◆ **TASK GOAL**
Please rewrite every line of the listing below as a JSON list of strings, one string per line, leaving out any blank lines.
####
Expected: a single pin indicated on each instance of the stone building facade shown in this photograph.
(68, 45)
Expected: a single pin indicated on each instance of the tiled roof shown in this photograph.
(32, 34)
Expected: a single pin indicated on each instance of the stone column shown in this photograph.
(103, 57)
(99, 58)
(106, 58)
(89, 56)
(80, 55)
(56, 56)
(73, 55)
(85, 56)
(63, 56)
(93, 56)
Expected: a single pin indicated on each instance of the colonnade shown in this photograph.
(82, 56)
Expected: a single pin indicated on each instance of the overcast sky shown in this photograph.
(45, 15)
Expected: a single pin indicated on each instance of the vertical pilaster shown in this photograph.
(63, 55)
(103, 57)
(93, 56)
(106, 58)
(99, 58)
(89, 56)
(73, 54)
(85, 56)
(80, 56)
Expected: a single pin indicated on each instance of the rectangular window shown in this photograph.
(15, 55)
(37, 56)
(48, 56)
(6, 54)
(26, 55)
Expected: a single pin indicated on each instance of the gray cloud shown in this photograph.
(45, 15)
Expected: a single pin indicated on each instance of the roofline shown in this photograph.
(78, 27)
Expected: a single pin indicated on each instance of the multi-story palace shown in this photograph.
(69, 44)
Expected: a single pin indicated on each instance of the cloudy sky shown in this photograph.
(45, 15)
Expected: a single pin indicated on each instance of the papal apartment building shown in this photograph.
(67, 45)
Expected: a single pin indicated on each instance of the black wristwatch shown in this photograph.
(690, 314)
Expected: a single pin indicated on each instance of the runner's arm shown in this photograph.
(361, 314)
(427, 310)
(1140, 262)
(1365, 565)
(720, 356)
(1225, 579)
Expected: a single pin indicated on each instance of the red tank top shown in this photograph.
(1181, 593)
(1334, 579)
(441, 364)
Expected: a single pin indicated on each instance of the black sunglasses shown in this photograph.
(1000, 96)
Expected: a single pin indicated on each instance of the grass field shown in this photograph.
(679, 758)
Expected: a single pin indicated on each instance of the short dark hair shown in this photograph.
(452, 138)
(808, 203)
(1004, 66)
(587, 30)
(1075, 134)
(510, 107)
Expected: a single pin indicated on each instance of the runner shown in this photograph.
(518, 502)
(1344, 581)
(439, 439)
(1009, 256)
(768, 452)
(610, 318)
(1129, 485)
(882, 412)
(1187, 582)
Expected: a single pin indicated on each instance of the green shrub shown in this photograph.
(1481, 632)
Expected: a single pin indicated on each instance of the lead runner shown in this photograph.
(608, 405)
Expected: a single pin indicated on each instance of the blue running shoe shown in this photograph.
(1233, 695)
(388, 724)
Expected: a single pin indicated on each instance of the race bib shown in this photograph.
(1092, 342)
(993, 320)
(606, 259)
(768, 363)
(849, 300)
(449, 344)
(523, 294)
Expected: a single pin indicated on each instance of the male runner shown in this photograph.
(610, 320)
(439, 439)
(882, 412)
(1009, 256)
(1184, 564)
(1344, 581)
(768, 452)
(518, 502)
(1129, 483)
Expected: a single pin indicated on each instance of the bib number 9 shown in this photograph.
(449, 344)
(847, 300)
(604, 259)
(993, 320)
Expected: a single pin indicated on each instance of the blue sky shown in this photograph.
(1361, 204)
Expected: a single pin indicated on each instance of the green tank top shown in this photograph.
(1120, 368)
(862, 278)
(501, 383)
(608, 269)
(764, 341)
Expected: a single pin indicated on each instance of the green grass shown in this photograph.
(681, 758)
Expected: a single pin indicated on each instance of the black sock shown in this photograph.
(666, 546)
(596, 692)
####
◆ **THE COMPLETED TASK**
[
  "Expected: a single pin indicated on each instance of the stone building facade shown in this photograph.",
  "(68, 45)",
  "Expected: a single pin indicated on each instance of the tiled roof shown in this photograph.",
  "(32, 34)",
  "Expected: a single pin indicated on each instance of the stone column shown in this photograph.",
  "(103, 57)",
  "(99, 58)",
  "(106, 58)",
  "(89, 56)",
  "(80, 55)",
  "(56, 56)",
  "(73, 55)",
  "(85, 56)",
  "(63, 56)",
  "(93, 56)",
  "Expected: a single pin indicated on each instance of the colonnade shown in this photograph.",
  "(82, 56)",
  "Expected: a single pin indicated on each instance of the overcast sky shown in this photograph.",
  "(45, 15)",
  "Expected: a single pin indicated on each instance of the vertical pilaster shown in this photograph.",
  "(63, 55)",
  "(103, 57)",
  "(93, 56)",
  "(106, 58)",
  "(99, 58)",
  "(89, 56)",
  "(73, 54)",
  "(85, 56)",
  "(80, 56)",
  "Expected: a single pin indicated on each instance of the rectangular window shown in this photograph.",
  "(15, 55)",
  "(37, 56)",
  "(48, 56)",
  "(6, 54)",
  "(26, 55)",
  "Expected: a single pin indicated on each instance of the gray cloud shown in this photograph.",
  "(45, 15)",
  "Expected: a single pin indicated on each instance of the roofline shown in this photograph.",
  "(78, 27)",
  "Expected: a single pin indicated on each instance of the multi-story palace shown in this photograph.",
  "(69, 44)",
  "Expected: a single pin indicated on each instance of the cloudy sky shown in this photograph.",
  "(45, 15)",
  "Expected: a single pin indicated on each instance of the papal apartment building shown in this photograph.",
  "(67, 45)",
  "Expected: a single pin indicated on each instance of the black wristwatch shown in this photograph.",
  "(690, 314)",
  "Expected: a single pin indicated on each instance of the runner's arm shown in this photograph.",
  "(361, 314)",
  "(427, 310)",
  "(1140, 262)",
  "(1365, 565)",
  "(720, 356)",
  "(1225, 579)",
  "Expected: a single pin indicated on each instance of the red tank top shown in this photograph.",
  "(1181, 593)",
  "(1334, 579)",
  "(441, 364)",
  "Expected: a single pin indicated on each instance of the black sunglasses shown in this photograph.",
  "(1000, 96)",
  "Expected: a single pin indicated on each instance of the grass field shown in this photograph.",
  "(679, 758)",
  "Expected: a single pin indicated on each instance of the short dark hair shown in this photograph.",
  "(452, 138)",
  "(808, 203)",
  "(1004, 66)",
  "(587, 30)",
  "(1075, 134)",
  "(510, 107)",
  "Expected: a single pin indicated on each instance of the runner shown in this photograph.",
  "(518, 502)",
  "(1344, 581)",
  "(439, 439)",
  "(1009, 256)",
  "(768, 452)",
  "(610, 318)",
  "(1129, 485)",
  "(882, 412)",
  "(1187, 582)",
  "Expected: a single pin indicated on each instance of the green shrub shown in this photograph.",
  "(1481, 632)",
  "Expected: a single pin indicated on each instance of the lead runner shown in this photograph.",
  "(608, 405)",
  "Expected: a single pin indicated on each instance of the blue running shoe shown in this photograph.",
  "(1233, 695)",
  "(388, 724)",
  "Expected: a single pin indicated on each instance of the race bib shown in this photograph.",
  "(1092, 342)",
  "(993, 320)",
  "(606, 259)",
  "(768, 363)",
  "(849, 300)",
  "(449, 344)",
  "(523, 294)",
  "Expected: a single pin indicated on each instance of the male runner shown in this photograph.",
  "(610, 320)",
  "(439, 439)",
  "(882, 412)",
  "(1009, 256)",
  "(1184, 564)",
  "(1344, 581)",
  "(768, 452)",
  "(518, 502)",
  "(1129, 483)",
  "Expected: a single pin indicated on each instance of the bib number 9 shown in this photograph.",
  "(449, 344)",
  "(847, 300)",
  "(604, 259)",
  "(993, 320)",
  "Expected: a single pin indicated on each instance of the blue sky shown in this photograph.",
  "(1361, 204)",
  "Expected: a single pin indicated on each instance of the green tank top shown in this photograph.",
  "(1120, 368)",
  "(862, 278)",
  "(501, 383)",
  "(608, 269)",
  "(764, 341)",
  "Expected: a single pin indicated on each instance of the green grass shown in this photograph.",
  "(681, 758)",
  "Expected: a single pin indicated on each instance of the black sock shown in this photograph.",
  "(666, 546)",
  "(596, 692)"
]